**Requirements**
Rewrite the lines below as a JSON list of strings, with one string per line and blank lines left out.

**Given records**
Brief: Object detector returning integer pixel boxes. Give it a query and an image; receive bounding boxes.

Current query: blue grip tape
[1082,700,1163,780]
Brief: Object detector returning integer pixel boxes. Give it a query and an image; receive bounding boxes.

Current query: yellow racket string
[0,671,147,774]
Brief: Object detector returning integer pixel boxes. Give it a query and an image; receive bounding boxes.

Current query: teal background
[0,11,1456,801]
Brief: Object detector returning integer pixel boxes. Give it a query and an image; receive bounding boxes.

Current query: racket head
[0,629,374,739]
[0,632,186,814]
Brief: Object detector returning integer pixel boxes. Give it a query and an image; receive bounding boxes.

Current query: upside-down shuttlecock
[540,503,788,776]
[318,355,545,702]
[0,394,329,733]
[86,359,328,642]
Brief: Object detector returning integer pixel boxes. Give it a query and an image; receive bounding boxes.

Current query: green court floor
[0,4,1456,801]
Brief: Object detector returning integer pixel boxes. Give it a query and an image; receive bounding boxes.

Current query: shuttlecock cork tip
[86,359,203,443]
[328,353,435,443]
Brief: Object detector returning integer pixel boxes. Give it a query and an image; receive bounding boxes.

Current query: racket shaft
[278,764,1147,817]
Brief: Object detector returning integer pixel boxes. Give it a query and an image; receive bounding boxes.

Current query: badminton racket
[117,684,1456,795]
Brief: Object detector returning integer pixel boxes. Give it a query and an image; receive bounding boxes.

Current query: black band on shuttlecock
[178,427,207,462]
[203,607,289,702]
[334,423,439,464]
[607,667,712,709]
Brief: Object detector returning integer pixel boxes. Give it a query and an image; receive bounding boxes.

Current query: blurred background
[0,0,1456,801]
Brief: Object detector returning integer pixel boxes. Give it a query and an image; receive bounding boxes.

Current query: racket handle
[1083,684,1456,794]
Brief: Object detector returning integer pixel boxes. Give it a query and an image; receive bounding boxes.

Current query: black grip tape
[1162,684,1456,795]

**Response to this exercise**
[
  "Brief: Object detector returning integer pixel boxes. Give it a query and an image; receive bounding boxes.",
  "Current query: blue grip tape",
  "[1082,700,1163,780]",
  "Brief: Object detector returning integer pixel boxes. Give it a query and an image; receive bounding boxes.",
  "Current query: yellow racket string",
  "[0,671,147,774]",
  "Brief: Object detector returning integer pixel boxes. Give it a query and an image; receive bounding boxes.",
  "Current query: teal background",
  "[0,11,1456,801]",
  "Brief: Object detector returning integer pixel boxes. Give it a query and an image; receive bounding boxes.",
  "Current query: racket head",
  "[0,629,374,739]",
  "[0,632,186,814]",
  "Brief: Object detector returning integer pixel boxes. Give it a query and an image; receive bounding boxes.",
  "Current query: upside-down shuttlecock",
  "[540,503,788,776]",
  "[318,355,545,702]",
  "[0,394,329,733]",
  "[86,359,328,642]",
  "Brief: Object detector returning integer pixel boxes. Give it a query and an image; receive bounding boxes.",
  "Current query: green court floor",
  "[0,4,1456,801]",
  "Brief: Object detector returning integer pixel boxes. Give it a query and an image; receive bounding boxes.",
  "Current query: shuttlecock cork tip",
  "[86,359,203,443]",
  "[328,353,435,443]",
  "Brief: Object detector returning integer pixel boxes. Give it a query and an image; receive bounding boxes.",
  "Current query: racket shaft",
  "[278,764,1147,817]",
  "Brief: Object detector returning integer pixel boxes. Give it a query and an image; receive bounding boxes.",
  "Current query: badminton racket",
  "[117,684,1456,795]",
  "Brief: Object detector returning integer pixel boxes. Give it a query and an image; receive bounding boxes.",
  "Current query: black band on shuttlecock",
  "[178,427,207,462]",
  "[203,607,289,702]",
  "[334,423,439,464]",
  "[607,667,712,709]",
  "Brief: Object detector returning integer pixel boxes. Give it a query and an image; receive bounding boxes.",
  "Current query: blurred background",
  "[0,0,1456,801]",
  "Brief: Object detector returning integer pixel boxes. Give it a query and an image; receive bounding boxes.",
  "Current query: racket handle",
  "[1083,684,1456,794]",
  "Brief: Object detector returning integer pixel boxes. Give it a query and an image; receive bounding boxes.",
  "Current query: black grip tape",
  "[1162,684,1456,795]"
]